**SET TASK A:**
Convert the records, from the line containing "Can you find the blue" through the end of the records, inclusive, into a numbered list with blank lines omitted.

**SUPPLIED PASSAGE:**
An interface corresponding (but not necessarily identical) to an actual hardware 
processor is therefore exported to each virtual processor by a respective subsystem in 
the VMM. Thus, the "global" VMM 500 shown in Figure 2 includes subsystems or "sub- 
VMMs" VMMa, VMMb, VMMe, VMMf, (indicated by reference numbers 510a, 510b, 

510e, 51 Of, respectively) that act as dedicated interfaces and monitors for the 
respective virtual processors VCPUa, VCPUb, VCPUe, and VCPUf. As needed, 
each sub-VMM may also halt and resume execution of its corresponding virtual CPU, or 
change its state. Each sub-VMM includes software modules for memory mapping and 
fault/interrupt/exception handling for its respective virtual CPU as shown in the single, 
dedicated VMM of Figure 1.

[Entries drawn from a collection]
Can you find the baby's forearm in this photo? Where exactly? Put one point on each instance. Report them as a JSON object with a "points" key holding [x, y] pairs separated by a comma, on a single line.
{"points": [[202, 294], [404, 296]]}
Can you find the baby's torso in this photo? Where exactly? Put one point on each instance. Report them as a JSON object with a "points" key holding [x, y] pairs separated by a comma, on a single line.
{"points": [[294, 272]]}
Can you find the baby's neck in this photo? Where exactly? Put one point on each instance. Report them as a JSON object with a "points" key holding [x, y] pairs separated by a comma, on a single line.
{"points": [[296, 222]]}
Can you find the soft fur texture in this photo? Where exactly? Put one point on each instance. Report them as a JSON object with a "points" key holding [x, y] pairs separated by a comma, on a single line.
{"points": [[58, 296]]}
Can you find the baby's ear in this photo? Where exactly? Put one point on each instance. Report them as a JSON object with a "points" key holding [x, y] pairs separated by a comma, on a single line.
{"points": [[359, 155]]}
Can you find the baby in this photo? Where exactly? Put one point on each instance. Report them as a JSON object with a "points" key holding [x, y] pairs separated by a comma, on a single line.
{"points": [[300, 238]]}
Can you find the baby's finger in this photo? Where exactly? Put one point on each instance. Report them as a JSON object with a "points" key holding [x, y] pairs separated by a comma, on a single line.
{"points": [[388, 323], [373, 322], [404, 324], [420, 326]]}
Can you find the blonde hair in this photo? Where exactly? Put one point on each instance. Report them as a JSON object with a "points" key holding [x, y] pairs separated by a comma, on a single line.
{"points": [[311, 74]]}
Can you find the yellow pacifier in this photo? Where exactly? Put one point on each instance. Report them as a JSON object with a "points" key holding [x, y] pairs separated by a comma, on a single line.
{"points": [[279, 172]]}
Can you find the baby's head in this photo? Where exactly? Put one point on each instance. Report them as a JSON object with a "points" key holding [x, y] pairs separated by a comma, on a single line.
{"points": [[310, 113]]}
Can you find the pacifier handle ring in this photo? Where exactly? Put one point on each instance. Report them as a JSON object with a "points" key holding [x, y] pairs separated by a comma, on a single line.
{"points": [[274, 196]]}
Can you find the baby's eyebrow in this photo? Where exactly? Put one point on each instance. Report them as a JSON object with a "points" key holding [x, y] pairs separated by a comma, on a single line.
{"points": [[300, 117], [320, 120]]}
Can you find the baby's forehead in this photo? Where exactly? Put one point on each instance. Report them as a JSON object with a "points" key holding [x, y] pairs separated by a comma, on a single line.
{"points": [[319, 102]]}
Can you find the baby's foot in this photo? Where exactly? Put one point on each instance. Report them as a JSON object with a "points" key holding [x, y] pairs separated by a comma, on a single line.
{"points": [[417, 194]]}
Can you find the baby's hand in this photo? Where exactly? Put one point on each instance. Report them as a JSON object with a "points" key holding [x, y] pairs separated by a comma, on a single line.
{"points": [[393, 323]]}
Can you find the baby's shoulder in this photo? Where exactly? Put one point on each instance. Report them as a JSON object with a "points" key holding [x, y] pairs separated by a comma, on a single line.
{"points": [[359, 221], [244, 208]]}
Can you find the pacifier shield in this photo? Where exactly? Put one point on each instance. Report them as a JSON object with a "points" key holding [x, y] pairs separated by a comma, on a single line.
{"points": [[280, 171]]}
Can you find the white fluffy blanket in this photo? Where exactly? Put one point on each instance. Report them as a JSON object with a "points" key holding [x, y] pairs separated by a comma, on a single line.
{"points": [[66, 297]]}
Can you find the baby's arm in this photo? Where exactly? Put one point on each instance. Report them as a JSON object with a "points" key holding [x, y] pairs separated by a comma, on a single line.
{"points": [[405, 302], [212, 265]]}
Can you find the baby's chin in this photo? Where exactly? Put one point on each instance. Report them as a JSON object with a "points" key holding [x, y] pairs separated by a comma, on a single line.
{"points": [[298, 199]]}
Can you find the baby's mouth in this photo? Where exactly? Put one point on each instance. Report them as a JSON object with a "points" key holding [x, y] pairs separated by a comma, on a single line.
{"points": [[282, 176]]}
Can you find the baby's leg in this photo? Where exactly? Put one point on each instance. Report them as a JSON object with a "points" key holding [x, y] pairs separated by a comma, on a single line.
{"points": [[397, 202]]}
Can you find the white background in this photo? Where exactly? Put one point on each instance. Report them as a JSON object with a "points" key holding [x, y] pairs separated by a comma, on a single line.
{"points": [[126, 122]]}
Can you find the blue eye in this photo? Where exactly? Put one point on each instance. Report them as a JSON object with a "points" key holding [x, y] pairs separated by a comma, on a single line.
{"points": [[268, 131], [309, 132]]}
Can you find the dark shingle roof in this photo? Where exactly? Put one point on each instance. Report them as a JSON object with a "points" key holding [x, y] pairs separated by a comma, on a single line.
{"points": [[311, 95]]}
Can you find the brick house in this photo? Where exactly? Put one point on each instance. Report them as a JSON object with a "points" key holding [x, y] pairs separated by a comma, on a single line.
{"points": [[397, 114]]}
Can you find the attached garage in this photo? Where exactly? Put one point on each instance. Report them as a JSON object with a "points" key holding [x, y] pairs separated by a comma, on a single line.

**SET TASK B:**
Summarize the passage on virtual machine monitor subsystems in two sentences.

**FINAL ANSWER A:**
1. Can you find the blue eye in this photo? Where exactly? Put one point on each instance. Report them as a JSON object with a "points" key holding [x, y] pairs separated by a comma, on a single line.
2. {"points": [[268, 131], [309, 132]]}
3. Can you find the dark shingle roof in this photo? Where exactly? Put one point on each instance. Report them as a JSON object with a "points" key holding [x, y] pairs separated by a comma, on a single line.
4. {"points": [[311, 95]]}
5. Can you find the brick house in this photo? Where exactly? Put one point on each instance. Report them as a JSON object with a "points" key holding [x, y] pairs separated by a comma, on a single line.
6. {"points": [[397, 114]]}
7. Can you find the attached garage in this photo? Where exactly? Put one point on each instance. Report them as a JSON object with a "points" key holding [x, y] pairs separated by a comma, on a single line.

**FINAL ANSWER B:**
Through a respective subsystem in the VMM, each virtual processor is given an interface that corresponds to, but is not necessarily identical to, an actual hardware processor, so the global VMM 500 of Figure 2 includes sub-VMMs VMMa, VMMb, VMMe, and VMMf serving as dedicated interfaces and monitors for virtual processors VCPUa, VCPUb, VCPUe, and VCPUf. As needed, each sub-VMM may halt and resume execution of its virtual CPU or change its state, and each includes software modules for memory mapping and fault/interrupt/exception handling, as in the single dedicated VMM of Figure 1.